» Exercise aim: Can you copy the stretch of the listing below, character for character, from the line containing "According to records, this image contains the rear" through the line containing "139;100;145;106"?

------ Data shown ------

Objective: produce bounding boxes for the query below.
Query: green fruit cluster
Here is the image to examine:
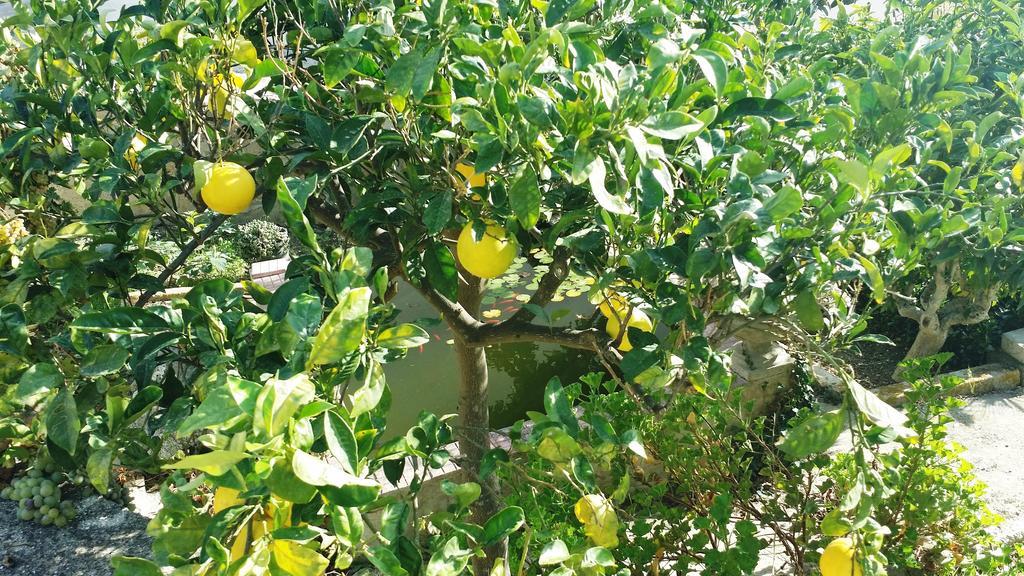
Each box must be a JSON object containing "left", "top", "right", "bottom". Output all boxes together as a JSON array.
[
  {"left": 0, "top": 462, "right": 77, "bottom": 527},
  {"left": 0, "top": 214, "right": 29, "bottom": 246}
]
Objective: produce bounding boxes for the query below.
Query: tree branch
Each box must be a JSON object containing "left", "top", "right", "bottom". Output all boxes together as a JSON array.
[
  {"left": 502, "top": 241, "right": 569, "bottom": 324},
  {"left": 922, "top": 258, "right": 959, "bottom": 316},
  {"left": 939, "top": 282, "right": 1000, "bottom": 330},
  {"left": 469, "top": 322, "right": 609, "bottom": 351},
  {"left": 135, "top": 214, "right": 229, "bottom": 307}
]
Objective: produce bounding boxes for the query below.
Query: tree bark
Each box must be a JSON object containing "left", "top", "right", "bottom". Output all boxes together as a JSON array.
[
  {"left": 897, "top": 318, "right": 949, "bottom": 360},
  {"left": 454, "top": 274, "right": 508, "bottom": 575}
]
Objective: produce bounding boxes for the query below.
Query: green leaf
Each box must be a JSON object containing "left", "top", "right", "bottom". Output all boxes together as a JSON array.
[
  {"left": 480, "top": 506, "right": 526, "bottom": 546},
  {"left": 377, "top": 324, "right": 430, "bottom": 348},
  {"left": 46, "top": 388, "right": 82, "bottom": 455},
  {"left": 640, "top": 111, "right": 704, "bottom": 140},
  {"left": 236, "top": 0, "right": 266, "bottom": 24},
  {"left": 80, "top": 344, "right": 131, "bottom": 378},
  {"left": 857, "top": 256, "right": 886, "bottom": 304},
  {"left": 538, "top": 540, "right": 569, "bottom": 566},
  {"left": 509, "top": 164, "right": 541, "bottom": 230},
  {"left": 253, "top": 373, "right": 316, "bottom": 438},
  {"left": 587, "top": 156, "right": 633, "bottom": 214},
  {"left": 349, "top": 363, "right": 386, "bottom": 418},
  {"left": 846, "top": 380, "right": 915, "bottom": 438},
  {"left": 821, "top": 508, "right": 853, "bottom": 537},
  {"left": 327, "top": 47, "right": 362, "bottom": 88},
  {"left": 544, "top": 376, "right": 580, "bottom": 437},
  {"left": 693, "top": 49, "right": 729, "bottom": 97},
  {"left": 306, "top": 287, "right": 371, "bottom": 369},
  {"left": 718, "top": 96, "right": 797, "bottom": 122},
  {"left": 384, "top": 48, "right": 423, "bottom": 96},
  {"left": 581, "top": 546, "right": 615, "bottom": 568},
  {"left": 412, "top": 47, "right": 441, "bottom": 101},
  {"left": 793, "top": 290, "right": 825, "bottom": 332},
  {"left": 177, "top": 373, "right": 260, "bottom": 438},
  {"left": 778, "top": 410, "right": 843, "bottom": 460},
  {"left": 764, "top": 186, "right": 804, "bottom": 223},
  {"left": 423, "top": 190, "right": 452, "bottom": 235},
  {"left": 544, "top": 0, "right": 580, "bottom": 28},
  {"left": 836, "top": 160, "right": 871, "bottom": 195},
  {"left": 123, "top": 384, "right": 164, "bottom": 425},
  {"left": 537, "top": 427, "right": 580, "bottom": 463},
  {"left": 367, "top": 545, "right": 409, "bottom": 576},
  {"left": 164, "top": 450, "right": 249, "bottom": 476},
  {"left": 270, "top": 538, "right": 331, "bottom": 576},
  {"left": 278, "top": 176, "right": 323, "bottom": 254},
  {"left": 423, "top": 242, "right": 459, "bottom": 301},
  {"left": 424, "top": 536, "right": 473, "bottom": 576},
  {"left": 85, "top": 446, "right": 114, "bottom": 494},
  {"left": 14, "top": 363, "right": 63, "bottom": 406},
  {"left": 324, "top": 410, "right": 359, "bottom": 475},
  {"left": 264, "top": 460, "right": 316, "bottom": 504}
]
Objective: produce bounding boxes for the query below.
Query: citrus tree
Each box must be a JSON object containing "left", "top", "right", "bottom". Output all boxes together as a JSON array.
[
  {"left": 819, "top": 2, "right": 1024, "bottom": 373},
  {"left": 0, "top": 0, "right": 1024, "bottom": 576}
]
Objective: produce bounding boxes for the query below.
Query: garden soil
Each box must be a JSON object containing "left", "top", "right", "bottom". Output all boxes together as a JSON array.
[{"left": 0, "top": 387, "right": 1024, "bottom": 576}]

------
------ Data shown ------

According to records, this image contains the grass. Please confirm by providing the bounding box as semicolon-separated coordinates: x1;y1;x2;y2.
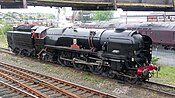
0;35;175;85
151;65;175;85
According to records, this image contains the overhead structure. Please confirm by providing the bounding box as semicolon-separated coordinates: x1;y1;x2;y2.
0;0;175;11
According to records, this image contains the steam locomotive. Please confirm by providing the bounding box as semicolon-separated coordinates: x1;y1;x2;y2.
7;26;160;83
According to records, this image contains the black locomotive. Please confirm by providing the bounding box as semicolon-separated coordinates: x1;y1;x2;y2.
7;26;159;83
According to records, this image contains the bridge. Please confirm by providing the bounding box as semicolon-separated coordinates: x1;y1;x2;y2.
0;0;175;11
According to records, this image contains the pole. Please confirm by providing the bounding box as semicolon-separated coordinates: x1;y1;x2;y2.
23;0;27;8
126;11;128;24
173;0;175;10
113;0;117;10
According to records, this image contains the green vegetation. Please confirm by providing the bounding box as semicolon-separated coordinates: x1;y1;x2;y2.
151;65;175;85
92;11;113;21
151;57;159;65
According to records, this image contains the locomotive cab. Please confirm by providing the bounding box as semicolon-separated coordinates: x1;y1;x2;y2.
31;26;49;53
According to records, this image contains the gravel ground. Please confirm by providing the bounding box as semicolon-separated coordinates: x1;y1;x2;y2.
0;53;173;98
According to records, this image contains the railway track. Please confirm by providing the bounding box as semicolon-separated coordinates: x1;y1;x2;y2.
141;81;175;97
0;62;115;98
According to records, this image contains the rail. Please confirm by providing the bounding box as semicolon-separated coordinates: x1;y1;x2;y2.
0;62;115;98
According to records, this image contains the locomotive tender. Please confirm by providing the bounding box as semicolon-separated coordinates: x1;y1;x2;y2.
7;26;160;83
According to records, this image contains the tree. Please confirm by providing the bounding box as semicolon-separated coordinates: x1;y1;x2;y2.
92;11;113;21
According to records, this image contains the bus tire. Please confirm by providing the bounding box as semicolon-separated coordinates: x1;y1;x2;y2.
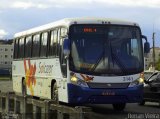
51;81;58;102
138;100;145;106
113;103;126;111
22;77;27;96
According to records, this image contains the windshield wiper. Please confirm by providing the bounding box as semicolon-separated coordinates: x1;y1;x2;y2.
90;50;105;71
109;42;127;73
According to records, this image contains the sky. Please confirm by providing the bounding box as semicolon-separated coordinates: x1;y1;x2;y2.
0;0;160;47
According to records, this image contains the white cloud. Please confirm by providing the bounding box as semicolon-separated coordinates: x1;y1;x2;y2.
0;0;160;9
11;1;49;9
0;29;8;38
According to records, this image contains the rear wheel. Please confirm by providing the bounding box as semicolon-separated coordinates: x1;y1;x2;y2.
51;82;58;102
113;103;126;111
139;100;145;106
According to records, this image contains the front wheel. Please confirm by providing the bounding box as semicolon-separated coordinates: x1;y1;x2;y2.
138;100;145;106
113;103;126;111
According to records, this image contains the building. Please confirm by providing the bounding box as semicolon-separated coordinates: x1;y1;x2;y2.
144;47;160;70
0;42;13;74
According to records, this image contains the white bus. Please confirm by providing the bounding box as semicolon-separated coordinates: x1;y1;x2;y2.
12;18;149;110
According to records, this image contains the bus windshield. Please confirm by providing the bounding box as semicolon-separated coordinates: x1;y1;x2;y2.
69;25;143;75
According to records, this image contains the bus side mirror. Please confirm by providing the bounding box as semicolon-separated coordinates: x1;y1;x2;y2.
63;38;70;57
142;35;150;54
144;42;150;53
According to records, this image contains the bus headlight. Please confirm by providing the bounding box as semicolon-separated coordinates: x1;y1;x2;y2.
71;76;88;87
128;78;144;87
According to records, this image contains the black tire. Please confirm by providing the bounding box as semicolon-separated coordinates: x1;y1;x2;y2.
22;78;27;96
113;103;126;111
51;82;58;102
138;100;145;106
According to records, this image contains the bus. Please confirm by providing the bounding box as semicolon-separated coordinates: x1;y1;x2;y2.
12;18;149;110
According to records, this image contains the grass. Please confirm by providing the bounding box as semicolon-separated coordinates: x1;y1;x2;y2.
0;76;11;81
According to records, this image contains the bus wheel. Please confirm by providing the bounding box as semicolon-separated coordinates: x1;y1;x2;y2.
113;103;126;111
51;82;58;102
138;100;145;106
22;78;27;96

------

» Completed task:
According to records, this image contains the rear wheel. Please confirm by providing the bounding box as semicolon-separated coordinates: x1;y1;x2;y2.
51;82;58;102
113;103;126;111
139;100;145;106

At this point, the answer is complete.